- Text passage
Against a combat herd of attack cats, there are only two ways and
plastic explosives are only effective at distance.  Once the kamikaze
runner cats have detonated your perimeter of Claymores, you’ve bought
yourself just enough time for a double-time retreat while whipping open
canisters of cat food, either fish or chicken-flavored, directly in the
path of the phalanx.  Aim for the the leader and don’t hesitate to
loosen first with a fork.  Loosen… fork… oh that ungodly smell.
That smell of cat food, the smell of death.  The bones!  Those nine
months, the jungle.  East Swaziland, night sores, the ‘zest’!  Sweating
and dry-heaving.  And the sickening smell of cat food…  still
permeates my skydiving suit.

You know, the cat food got me to
thinking.  About the cat food.  Chicken flavored.  Fish flavored.
Chicken flavored.  Hrmmm.  There had to be something.  Something more.
Capt Awesome was perplexed.  And the awesome way to quell a pensive
mind, as we all know, is a friendly call to information.

411:  Information, what city please?
CA:   No city, I just want information
411:  Umm..
CA:   Here’s the thing, information.  So there’s fish-flavored cat food
CA:   and there’s chicken-flavored cat food, right?
411:  Sir, I really…
CA:   But what about cat-flavored dog food?
411:  Sir I’m not…

The
problem with information is not so much information as it is the
imagination.  But I’ll never give up on information.  Until there is an
811 for imagination, information will just have to answer the phone
each and every time I call.  So I think we’ve all learned something
today.  But, Capt Awesome fans, before today’s moral, I’d like each of
you to pick up your home phone and dial information.  Go ahead.  Do
it.  Ask information about cat-flavored dog food for good ol’Capt
Awesome.  Someone out there knows the answer.  And somewhere behind
information there has to be someone.  I know you can do it.

Capt Awesome out.

En-garde!

August 3rd, 2006 by captawesome

As Beethoven once said, "Love demands all, and has a right to all".
Capt Awesome here. Many of my loyal fans have asked, "Capt Awesome, I
need help.  See, there is this girl I like but another man is moving in
on her, what do I do." Kids, love is complex. When another suitor
pursues that special someone, be it your girlfriend, your second date
of the night, a girl you made eye contact with from across a noisy bar,
or even your favorite ‘asset’, undressing in front of the window again,
at 10pm, on the 7th floor, adjacent to your building, you have only one
choice. Be an adult and challange this man to a duel. 

In the
ways of awesome, there is only one recourse to a competition of
affections.  You must demand ’satisfaction’.  You must redress these
insults to your honour.  Some may ask, "But Awesome, doesn’t Title 6,
Chapter 23 Subchapter I of the DC Code make transportation of firearms
across District lines a felony?" Yes it does and an excellent point.
But Title 6, Chapter 23 Subchapter I doesn’t say anything about a
Pappenheimer Rapier, used excessively during the Thirty Years’ War
(1618-1648 AD) and more commonly to resolve gentlemanly disagreements,
now does it. Stupid. To the average DCPD beat cop, two full-grown men
parrying and thrusting in a dark alley is of little interest compared
to that illegally-parked Volvo with the expired zone sticker. Its
probably just a couple of damn kids reenacting ‘MacLeod v The Kurgan’,
anyway. Damn kids and their hobbies.

- Data entries extracted
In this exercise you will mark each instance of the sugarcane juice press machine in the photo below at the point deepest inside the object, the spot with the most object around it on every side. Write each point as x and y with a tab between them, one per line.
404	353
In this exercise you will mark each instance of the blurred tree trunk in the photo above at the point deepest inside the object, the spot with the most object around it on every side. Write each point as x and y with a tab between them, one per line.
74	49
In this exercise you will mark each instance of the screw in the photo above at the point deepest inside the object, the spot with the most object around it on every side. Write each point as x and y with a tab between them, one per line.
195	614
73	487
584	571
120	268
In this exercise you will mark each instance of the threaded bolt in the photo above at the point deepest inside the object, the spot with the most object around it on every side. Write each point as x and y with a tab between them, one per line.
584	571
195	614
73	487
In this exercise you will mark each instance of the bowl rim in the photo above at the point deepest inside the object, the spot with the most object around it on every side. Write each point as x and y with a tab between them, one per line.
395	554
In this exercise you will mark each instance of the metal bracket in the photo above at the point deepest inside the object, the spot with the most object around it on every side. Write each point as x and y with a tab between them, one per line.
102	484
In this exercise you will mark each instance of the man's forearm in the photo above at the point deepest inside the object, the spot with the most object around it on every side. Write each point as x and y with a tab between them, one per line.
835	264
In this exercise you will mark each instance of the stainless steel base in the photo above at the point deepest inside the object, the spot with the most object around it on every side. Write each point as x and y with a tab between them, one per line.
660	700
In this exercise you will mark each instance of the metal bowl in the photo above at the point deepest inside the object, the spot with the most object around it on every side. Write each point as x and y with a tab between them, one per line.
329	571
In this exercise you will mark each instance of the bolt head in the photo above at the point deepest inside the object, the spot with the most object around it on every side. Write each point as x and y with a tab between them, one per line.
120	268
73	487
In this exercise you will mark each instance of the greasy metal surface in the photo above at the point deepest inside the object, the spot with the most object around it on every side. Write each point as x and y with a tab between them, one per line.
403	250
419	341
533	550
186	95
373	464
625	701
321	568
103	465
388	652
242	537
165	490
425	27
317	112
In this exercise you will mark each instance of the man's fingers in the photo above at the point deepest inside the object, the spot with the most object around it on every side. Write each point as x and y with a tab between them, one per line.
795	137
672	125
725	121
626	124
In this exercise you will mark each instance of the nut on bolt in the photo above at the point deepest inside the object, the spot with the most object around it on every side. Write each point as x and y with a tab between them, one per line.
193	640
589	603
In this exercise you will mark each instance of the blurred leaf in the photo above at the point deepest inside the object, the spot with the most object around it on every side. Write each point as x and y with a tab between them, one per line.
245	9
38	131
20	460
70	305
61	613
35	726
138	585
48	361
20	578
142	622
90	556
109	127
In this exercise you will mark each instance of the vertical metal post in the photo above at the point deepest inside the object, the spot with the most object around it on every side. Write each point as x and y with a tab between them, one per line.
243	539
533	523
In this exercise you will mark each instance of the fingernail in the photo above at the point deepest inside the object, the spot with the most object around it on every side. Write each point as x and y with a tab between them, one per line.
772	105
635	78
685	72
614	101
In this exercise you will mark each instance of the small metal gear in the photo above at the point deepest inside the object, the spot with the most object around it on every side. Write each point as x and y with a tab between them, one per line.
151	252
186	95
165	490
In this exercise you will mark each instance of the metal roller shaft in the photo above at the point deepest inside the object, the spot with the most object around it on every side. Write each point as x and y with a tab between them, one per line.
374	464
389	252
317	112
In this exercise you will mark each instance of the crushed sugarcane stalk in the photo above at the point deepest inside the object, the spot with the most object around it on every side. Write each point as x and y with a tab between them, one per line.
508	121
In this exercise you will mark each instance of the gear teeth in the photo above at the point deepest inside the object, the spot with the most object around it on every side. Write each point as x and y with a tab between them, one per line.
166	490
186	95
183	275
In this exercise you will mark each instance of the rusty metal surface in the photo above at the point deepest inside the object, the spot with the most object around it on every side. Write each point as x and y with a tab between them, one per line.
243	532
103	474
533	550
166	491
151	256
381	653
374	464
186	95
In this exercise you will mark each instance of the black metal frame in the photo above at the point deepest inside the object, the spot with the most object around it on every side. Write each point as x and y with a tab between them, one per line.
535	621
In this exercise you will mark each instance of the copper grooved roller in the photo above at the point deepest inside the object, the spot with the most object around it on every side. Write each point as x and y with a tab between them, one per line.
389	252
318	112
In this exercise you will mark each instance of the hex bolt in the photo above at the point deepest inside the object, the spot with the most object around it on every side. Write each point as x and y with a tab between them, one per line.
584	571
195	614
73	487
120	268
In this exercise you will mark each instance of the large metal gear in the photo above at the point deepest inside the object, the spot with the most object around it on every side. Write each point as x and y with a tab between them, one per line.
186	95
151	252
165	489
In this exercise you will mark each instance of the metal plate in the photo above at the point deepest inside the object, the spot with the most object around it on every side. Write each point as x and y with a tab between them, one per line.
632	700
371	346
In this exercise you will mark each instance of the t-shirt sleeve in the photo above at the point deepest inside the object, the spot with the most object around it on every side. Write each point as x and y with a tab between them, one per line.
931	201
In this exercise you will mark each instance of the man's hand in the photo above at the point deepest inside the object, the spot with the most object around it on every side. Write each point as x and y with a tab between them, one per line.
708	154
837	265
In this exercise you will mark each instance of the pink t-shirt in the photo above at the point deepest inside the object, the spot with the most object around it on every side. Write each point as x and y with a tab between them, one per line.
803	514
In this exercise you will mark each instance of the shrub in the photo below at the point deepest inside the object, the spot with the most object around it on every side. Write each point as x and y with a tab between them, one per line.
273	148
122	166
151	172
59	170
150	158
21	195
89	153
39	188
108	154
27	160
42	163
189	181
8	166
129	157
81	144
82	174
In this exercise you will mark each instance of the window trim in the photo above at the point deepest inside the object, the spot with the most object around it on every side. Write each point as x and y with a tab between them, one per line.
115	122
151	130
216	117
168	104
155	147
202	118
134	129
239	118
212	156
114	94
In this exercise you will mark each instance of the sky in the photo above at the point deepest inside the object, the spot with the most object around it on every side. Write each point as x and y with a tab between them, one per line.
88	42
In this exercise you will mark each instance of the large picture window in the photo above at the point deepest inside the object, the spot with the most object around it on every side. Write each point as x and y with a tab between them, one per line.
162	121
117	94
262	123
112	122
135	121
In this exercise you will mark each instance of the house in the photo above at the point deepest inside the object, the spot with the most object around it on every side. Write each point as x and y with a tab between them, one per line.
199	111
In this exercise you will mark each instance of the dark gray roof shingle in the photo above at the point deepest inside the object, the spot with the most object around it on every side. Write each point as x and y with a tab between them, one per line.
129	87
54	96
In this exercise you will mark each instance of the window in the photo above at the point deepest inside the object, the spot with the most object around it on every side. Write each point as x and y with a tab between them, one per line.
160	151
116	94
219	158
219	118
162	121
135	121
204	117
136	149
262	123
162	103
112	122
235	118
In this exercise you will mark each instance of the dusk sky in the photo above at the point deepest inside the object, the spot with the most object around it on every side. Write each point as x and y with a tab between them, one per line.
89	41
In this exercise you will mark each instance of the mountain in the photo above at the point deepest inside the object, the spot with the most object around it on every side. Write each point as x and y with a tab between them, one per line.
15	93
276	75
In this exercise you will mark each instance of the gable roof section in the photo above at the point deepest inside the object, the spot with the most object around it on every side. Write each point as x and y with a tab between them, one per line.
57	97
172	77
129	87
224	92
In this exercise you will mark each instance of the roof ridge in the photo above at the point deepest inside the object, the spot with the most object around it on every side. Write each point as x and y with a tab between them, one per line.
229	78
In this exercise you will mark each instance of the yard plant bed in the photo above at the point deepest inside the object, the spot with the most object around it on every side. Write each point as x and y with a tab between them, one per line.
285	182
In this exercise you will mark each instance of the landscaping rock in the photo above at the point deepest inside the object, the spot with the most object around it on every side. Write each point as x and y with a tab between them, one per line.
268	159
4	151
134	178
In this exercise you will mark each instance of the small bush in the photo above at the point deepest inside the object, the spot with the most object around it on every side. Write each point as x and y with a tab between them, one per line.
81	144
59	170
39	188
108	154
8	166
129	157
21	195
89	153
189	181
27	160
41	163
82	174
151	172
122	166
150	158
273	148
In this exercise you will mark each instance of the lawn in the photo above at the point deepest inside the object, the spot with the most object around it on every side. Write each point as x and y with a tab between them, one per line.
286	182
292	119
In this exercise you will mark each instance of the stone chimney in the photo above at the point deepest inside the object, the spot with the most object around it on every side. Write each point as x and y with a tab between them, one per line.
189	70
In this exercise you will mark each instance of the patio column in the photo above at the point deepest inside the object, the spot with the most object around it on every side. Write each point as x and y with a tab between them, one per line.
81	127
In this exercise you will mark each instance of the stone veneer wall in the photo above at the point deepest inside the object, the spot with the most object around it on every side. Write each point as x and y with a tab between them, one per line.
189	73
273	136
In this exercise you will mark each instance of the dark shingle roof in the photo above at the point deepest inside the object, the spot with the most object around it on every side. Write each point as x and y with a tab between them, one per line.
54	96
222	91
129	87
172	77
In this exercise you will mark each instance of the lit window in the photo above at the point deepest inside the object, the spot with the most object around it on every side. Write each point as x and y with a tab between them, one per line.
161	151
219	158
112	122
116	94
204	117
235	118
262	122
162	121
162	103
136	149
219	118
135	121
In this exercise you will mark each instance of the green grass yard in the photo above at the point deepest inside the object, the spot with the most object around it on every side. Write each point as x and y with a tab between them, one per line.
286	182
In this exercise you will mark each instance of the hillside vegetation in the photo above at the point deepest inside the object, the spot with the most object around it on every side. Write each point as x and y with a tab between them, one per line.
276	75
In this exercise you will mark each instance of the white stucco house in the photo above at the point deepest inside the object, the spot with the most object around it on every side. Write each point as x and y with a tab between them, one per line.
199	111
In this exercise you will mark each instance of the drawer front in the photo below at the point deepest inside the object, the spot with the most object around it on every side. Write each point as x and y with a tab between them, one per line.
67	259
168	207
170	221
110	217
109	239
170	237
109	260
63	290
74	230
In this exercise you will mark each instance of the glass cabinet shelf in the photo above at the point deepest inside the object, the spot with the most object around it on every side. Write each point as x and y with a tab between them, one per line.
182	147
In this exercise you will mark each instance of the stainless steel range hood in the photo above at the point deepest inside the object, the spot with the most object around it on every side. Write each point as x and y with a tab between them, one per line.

- Exercise A
Answer these questions about the Capt Awesome post.
(i) Which two flavors of cat food does the post name?
(ii) What does Capt Awesome ask information about on the phone?
(iii) Which weapon does the post say the DC Code section says nothing about?
- Exercise B
Carry the Capt Awesome post on past its last sentence.

- Exercise result A
(i) Fish-flavored and chicken-flavored.
(ii) Cat-flavored dog food.
(iii) A Pappenheimer Rapier.

- Exercise result B
Keep in mind that in the
city, you have an undeniable advantage, Awesome fans. We’ll cover the
South later.  Now.  Note that your average DC metrosexual  1) doesn’t
own weapons nor does he understand duels because metrosexuals are
‘civilized’ with that ‘tough-guy’ edge, be it the girly little
pencil-beard or a set of half-tint Kenneth Cole sunglasses and hip,
retro Pumas  2) is a pacifist and will lecture on ‘uncool behavior’ or
how you don’t ‘own’ the girl, as he backs away like a sissy, and  3)
hasn’t experienced testicular development or ‘droppage’ because, well,
this is just your average metrosexual. To that solipsistic freak,
engaging in a duel will seem foreign, uncivilized and barbaric. He’ll
run away to save his well-moistured hide before he picks up a foiled
instrument of death. On rare occassions, a duel challange will be
accepted by the crazy, inebriated metrosexual, but not to fear, CA
fans.  DC-area hospitals routinely deal with stab-wounds of all
varieties and, besides, every woman finds a facial scar sexy.

If
your special someone learns of the imminent ‘dispute resolution’, you
may become discouraged when she says, "I’m getting a restraining
order.  You can’t just pick a fight with people out of jealousy,
idiot"  A woman’s psyche is disorganized and conflicted.  Know that
what she really means by this is, "Holy Hornballs! Could this Danielle
Steel fantasy get me any more ‘misty’, where’s the ladies room?  Oh
Oh! Wear a ruffled shirt, zorro! and tear it open!!"  You see!  Have
confidence.  You are handling this situation with maturity and poise.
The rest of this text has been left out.